▸ **Assignment**:
Every entry in the data that follows should come back exactly, pictures aside.

[Referring expression pointing data]
_ _ _ _ _ _ _

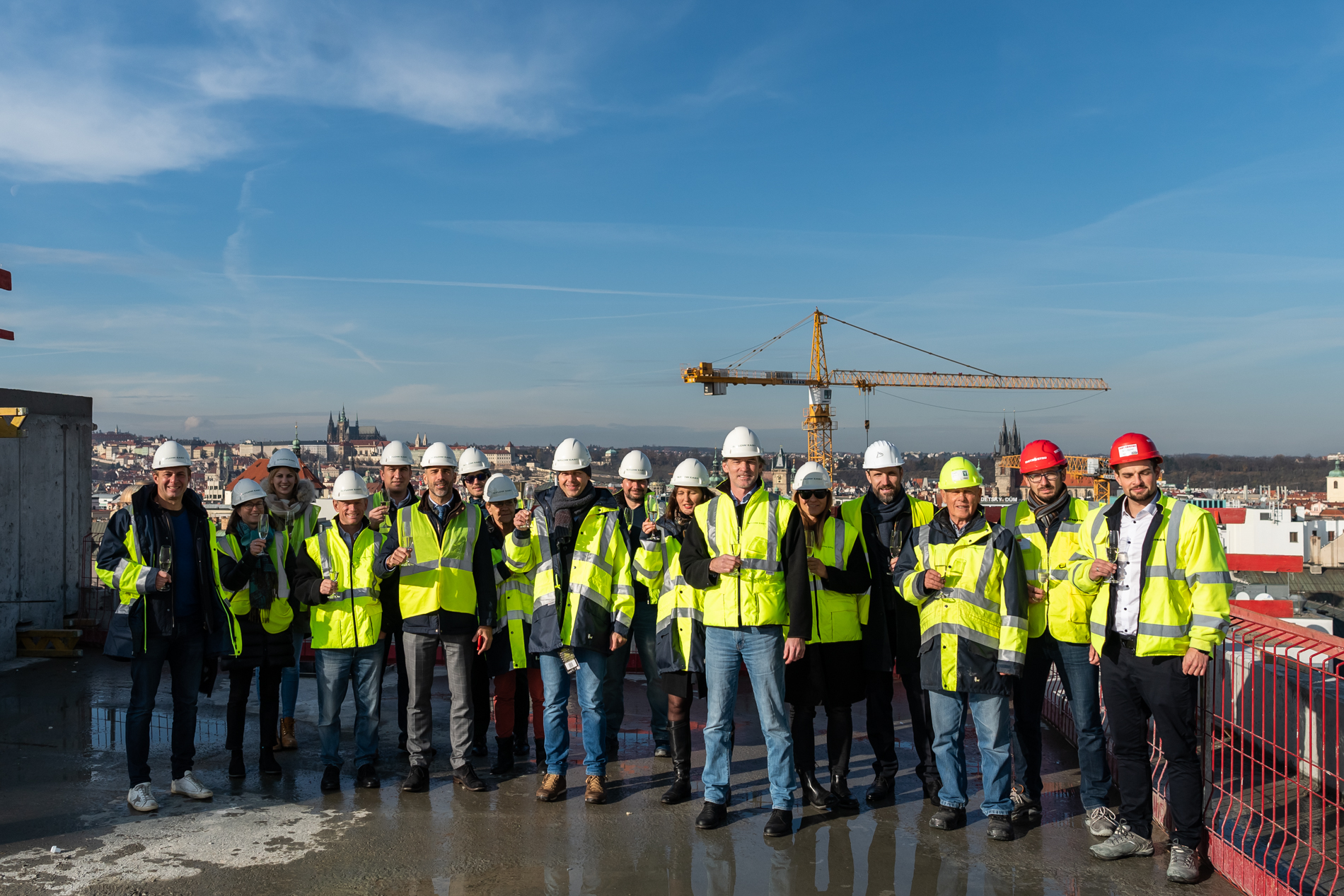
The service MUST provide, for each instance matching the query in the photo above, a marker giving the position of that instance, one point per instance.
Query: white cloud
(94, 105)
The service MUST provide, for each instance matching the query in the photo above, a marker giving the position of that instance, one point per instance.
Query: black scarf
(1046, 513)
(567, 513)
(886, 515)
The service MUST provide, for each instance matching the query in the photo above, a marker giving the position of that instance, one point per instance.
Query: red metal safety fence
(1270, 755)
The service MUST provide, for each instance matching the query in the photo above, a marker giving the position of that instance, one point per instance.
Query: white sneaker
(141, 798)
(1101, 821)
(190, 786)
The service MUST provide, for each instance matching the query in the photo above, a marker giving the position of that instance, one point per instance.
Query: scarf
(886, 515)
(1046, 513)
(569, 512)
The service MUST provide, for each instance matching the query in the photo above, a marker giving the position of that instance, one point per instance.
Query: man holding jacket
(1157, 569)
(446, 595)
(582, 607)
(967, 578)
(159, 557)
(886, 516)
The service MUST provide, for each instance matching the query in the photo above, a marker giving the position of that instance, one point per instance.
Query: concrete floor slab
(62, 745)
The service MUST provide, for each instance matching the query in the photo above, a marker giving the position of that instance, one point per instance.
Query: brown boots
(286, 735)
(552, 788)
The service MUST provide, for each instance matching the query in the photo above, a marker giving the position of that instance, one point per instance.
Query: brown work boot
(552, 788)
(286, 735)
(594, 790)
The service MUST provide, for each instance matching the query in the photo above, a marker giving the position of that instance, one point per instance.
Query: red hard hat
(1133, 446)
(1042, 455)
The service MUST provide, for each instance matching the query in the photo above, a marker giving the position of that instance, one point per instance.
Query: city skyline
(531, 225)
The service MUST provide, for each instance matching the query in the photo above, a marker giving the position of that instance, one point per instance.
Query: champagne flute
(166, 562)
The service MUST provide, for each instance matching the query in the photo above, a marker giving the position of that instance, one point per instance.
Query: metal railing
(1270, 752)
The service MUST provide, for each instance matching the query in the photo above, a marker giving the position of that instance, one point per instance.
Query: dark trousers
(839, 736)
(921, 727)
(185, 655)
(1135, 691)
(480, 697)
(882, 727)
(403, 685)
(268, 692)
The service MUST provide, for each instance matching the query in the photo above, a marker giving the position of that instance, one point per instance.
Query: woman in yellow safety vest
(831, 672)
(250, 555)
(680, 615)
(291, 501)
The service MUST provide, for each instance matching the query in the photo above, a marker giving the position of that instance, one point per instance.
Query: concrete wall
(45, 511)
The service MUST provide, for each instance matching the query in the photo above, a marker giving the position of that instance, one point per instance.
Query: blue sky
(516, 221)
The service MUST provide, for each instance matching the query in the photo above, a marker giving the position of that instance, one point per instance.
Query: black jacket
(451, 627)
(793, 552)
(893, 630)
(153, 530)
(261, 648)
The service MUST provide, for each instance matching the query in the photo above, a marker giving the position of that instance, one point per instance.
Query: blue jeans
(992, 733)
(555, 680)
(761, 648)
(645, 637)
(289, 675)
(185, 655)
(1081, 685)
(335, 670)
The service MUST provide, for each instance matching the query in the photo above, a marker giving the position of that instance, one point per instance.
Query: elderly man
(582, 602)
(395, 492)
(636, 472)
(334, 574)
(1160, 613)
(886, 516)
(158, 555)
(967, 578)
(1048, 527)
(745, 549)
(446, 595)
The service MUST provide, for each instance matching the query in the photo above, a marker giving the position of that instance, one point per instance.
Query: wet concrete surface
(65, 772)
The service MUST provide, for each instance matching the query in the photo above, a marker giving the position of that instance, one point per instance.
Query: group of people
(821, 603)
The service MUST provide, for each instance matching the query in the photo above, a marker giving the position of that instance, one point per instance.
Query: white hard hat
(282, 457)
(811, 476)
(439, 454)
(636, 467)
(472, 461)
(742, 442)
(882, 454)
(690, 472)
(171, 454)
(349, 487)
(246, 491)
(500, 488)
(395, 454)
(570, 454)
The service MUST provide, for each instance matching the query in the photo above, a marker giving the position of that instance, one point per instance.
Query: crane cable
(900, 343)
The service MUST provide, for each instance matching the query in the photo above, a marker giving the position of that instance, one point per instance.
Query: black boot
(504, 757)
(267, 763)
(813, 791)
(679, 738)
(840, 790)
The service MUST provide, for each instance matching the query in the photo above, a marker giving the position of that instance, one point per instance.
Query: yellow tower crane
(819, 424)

_ _ _ _ _ _ _

▸ **Result of this exercise**:
The service MUST provide, for each instance matching the query in the photo above, a marker giving the position of that instance, one point per instance.
Query: white cloud
(94, 105)
The service MUST provide, for each instance matching the query in the photo above, a marker giving the position of that instance, one point per instance.
Query: black scarf
(1046, 513)
(567, 513)
(886, 515)
The service MUST provide, for each instance matching the query in the photo above, a marker giving the position of that instance, one point per instance.
Query: red metal safety fence
(1270, 755)
The service MUST provide, for each instance matching the query in the photo above, a marker giving the position of that instance, one point per instance.
Query: white sneaker
(141, 798)
(1101, 821)
(190, 786)
The service MUST provide, for each instance matching the query in the photo above, a marker giving the position of that instance, one point per instance.
Query: scarf
(886, 515)
(1046, 513)
(569, 512)
The service MUST provide, for each instance matching the query in the photo above, a marker giving the position of that instance, one point per instance.
Query: man holding jacket
(1157, 569)
(446, 595)
(582, 607)
(967, 578)
(159, 557)
(886, 516)
The service MUST provide, for each instance matching the query in the photo above, a marker giving the position of that instance, one point per instance.
Query: concrete floor slab
(62, 745)
The service MUST provide, for each instance matching the query in the photo above, a marker giving the position of that instance, one point per instance.
Query: brown boots
(286, 735)
(552, 788)
The service MUST provide, for each instance matching the query in the photo above, a marker giving the position of that instance, one point per instance.
Query: brown work boot
(552, 788)
(286, 735)
(594, 790)
The service MUST provide, for each instance matching the query in the photo above, a marker giving the position of that instance, one point per instance.
Query: red hard hat
(1133, 446)
(1042, 455)
The service MUST provide, for each instance matching the query in the photo above, a marker giving the position of that instance, one point per instance.
Query: city skyline
(531, 225)
The service MUST provide, for each instance matching the query in the photo above, a marker giving the position of that instance, one point per instance.
Query: champagne flute
(166, 562)
The service MUST provide, for each instance matching the query in the photo above, a marker giving the position of that instance, one point per instance.
Query: metal railing
(1270, 752)
The service MUST provide, for each instance matching the query in the photo above, a marker giving the position of that instance, one point per instance.
Query: dark trousers
(839, 736)
(921, 727)
(185, 655)
(1135, 691)
(480, 697)
(882, 727)
(403, 685)
(268, 692)
The service MUST provide, for each instance matching the query in the photo above, a marker giving the position of that instance, one point per instance.
Query: woman in yellow safety vest
(831, 672)
(250, 555)
(680, 615)
(291, 501)
The service MUST provide, for each instance matching the query in the photo above, a marker giving the position of that instance, one point per instance.
Query: concrete wall
(45, 511)
The service MUST provide, for each instance matching the query in the photo above, a marker giving the position of that instance, one point per instance.
Query: blue sky
(516, 221)
The service MUST provide, for each instance matching the query in the photo above, a marker giving the position of that instance, one point per instance.
Query: black jacket
(451, 627)
(793, 552)
(893, 630)
(153, 530)
(261, 648)
The service MUST provide, for each instance matching the query in the photo above, a marker giving the position of that instance, one point per instance.
Query: blue jeans
(992, 733)
(555, 680)
(761, 648)
(645, 637)
(289, 675)
(185, 655)
(1081, 685)
(335, 670)
The service MUST provide, for each instance matching the query in the photo above, a marker giving the position of that instance, one point per instance.
Query: elderly man
(582, 602)
(395, 492)
(636, 472)
(334, 574)
(1160, 613)
(886, 516)
(158, 555)
(967, 578)
(1048, 527)
(745, 549)
(446, 595)
The service MUST provide, for each instance matching the query in the photo above, a marker giving the position of that instance, one point per instance.
Query: wet concrete surface
(65, 772)
The service MUST provide, for each instance matching the query in the photo above, a marker giving the position of that instance, one point per instance.
Query: group of people
(821, 603)
The service MUST provide, for each instance matching the query in the photo above, a marker giving the position of that instance, one point per instance.
Query: white hard hat
(282, 457)
(811, 476)
(439, 454)
(636, 467)
(472, 461)
(742, 442)
(882, 454)
(690, 472)
(171, 454)
(349, 487)
(246, 491)
(500, 488)
(395, 454)
(570, 454)
The service MUST provide, for each instance matching the query in the photo above, a marker giving the position of that instance, one point per instance.
Query: crane cable
(900, 343)
The service MUST provide, for each instance matching the query in the photo above, a marker giving the position of that instance, one point per instance.
Query: black boot
(504, 757)
(267, 763)
(813, 791)
(679, 738)
(840, 790)
The service MUST provide, for each instance matching the query in the photo above, a marker giving the position of that instance, one point per instance.
Query: yellow tower crane
(819, 424)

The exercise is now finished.